## Exercise details
Return each entry exactly, so that nothing in the data differs from the original.

## Exercise inputs
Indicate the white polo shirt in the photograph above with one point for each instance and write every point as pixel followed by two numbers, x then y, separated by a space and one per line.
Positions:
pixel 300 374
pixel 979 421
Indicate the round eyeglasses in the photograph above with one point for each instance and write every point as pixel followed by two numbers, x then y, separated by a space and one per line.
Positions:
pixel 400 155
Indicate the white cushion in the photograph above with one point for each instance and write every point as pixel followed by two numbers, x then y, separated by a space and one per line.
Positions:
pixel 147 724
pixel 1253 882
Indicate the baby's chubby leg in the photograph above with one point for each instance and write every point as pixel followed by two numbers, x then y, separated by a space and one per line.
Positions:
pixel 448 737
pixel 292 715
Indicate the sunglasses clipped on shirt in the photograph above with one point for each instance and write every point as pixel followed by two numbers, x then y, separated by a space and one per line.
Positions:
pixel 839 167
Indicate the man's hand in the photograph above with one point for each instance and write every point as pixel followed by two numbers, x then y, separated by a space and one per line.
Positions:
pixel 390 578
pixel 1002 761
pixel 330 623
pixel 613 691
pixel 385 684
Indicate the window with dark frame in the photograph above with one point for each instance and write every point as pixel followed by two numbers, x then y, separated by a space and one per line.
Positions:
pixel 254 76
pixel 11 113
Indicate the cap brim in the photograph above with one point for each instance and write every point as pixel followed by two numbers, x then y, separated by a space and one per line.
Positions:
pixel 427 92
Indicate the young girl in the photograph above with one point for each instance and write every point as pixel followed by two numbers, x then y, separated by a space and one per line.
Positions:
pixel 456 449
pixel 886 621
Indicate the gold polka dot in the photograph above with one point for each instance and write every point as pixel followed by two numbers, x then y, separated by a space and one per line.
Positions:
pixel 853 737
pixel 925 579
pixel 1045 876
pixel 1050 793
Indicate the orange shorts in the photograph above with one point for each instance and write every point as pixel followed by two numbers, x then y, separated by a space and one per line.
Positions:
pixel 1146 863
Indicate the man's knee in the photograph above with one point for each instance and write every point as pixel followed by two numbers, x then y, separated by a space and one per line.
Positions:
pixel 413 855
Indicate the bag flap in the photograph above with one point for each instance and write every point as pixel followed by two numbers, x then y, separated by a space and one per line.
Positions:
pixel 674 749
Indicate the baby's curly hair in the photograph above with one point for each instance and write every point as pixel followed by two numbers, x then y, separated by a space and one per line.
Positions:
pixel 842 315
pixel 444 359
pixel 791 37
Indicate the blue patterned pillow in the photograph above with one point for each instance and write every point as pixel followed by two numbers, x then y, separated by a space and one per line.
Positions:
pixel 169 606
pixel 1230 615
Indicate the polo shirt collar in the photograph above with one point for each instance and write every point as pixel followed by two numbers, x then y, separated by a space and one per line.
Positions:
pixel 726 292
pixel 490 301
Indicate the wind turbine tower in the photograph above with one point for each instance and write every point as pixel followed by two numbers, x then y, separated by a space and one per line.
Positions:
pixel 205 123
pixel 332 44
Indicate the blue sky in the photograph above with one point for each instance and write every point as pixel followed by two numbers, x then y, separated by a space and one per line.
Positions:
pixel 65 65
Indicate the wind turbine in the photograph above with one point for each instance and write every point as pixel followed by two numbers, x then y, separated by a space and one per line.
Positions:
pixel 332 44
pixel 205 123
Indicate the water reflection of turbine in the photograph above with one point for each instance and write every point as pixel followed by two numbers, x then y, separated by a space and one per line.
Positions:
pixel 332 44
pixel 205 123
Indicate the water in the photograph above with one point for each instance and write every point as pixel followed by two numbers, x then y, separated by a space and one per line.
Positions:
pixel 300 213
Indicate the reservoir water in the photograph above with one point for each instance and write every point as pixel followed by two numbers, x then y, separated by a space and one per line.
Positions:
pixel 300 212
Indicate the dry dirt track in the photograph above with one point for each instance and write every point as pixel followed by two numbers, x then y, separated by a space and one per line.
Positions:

## Result of this exercise
Indicate the white polo shirt in the photograph above with one point for each instance and write every point as pixel followed by two numbers, x then y, separated by a space and one per line.
Positions:
pixel 300 374
pixel 979 421
Indicate the round eyeglasses in the photograph above with one point for each instance and write every point as pixel followed by two numbers, x then y, separated by a space and one per line.
Positions:
pixel 400 155
Indicate the white cushion in the photograph above with one point for each instance and write every point as pixel followed by two numbers, x then y, separated by a space and one per line.
Positions:
pixel 147 724
pixel 1253 882
Indicate the baby's chubby leg in the photograph above with one point for each instance and write every point as pixel followed by two numbers, x then y, separated by a space and one per line.
Positions:
pixel 448 737
pixel 292 715
Indicate the sunglasses clipped on shirt in the photograph above with one point for each instance and write every point as pixel followed by two numbers, x then y, separated by a space and one per line.
Positions:
pixel 839 167
Indicate the man's hand in the photograph above with one point for each instance and write every point as pixel followed by two numbers, x then y, separated by a space and one per line.
Positions:
pixel 390 578
pixel 1002 761
pixel 330 623
pixel 613 691
pixel 385 684
Indicate the window with dark frame in the photograph above with one point for each instance and write every point as pixel followed by two numbers, x then y, separated by a space and one per line.
Positions:
pixel 254 76
pixel 11 113
Indicate the cap brim in the photograph above with one point for each instance and write every point as pixel followed by two numbers, x then y, separated by a space and one per line.
Positions:
pixel 427 92
Indicate the young girl in the photograph above with one point for each instance and write every point as pixel followed by two numbers, x then y, separated by a space and one per line.
Positions:
pixel 456 449
pixel 886 621
Indicate the gold polka dot in the photograph above with one point for each instance and write every point as pixel followed by two numbers, x then y, separated by a space and one per line.
Positions:
pixel 853 737
pixel 925 579
pixel 1045 876
pixel 1050 793
Indicate the orange shorts in the photograph above with one point for each instance and write every point as pixel followed by two numbers, x then y, separated by a space and one per line.
Positions:
pixel 1146 863
Indicate the man's knee in the photograph above with one point for each instance and write every point as pixel followed by two numbers, x then y, separated by a space and one per line.
Positions:
pixel 413 855
Indicate the bag flap in the photograph above with one point for each instance and write every point as pixel followed by two numbers, x then y, separated by a space and one per line.
Positions:
pixel 674 749
Indicate the baby's curly hair in the photograph above with one point for each instance and write every point as pixel followed by two numbers, x then y, separated by a space and one per line.
Positions:
pixel 842 315
pixel 444 359
pixel 791 37
Indicate the blue patterned pillow in the photograph above with one point for each instance and write every point as pixel followed by two numbers, x then y, separated by a space and one per line.
Positions:
pixel 169 606
pixel 1230 615
Indicate the polo shirt collar in the photograph above with one point for each instance and write every point as pixel followed by two numbers, x then y, separated by a space and one per line.
Positions:
pixel 726 292
pixel 490 301
Indicate the wind turbine tower in the photograph above with one point for each instance and write every point as pixel followed by two numbers, x then y, separated by a space and one per line.
Positions:
pixel 205 123
pixel 332 44
Indicate the blue sky in the photograph above with one point for each instance and write every point as pixel followed by two numbers, x then y, separated by a space and one per line.
Positions:
pixel 65 65
Indicate the wind turbine in the photograph above with one point for each instance and write every point as pixel followed by two numbers, x then y, separated by a space and one per line.
Positions:
pixel 332 44
pixel 205 123
Indicate the water reflection of turbine in the photograph above with one point for each instance and write every point as pixel followed by two numbers, x then y, separated by a space and one per line.
Positions:
pixel 332 44
pixel 205 123
Indicate the water in the photograph above with one point for each instance and write every point as pixel followed by two numbers, x then y, separated by a space and one per line.
Positions:
pixel 300 213
Indicate the reservoir water in the photograph above with one point for each instance and write every point as pixel followed by two numbers, x then y, separated by a space and one per line.
Positions:
pixel 300 212
Indicate the dry dirt track in the photograph above with one point for each instance and write every point as pixel followed by two numbers, x then y, separated by a space and one per line.
Positions:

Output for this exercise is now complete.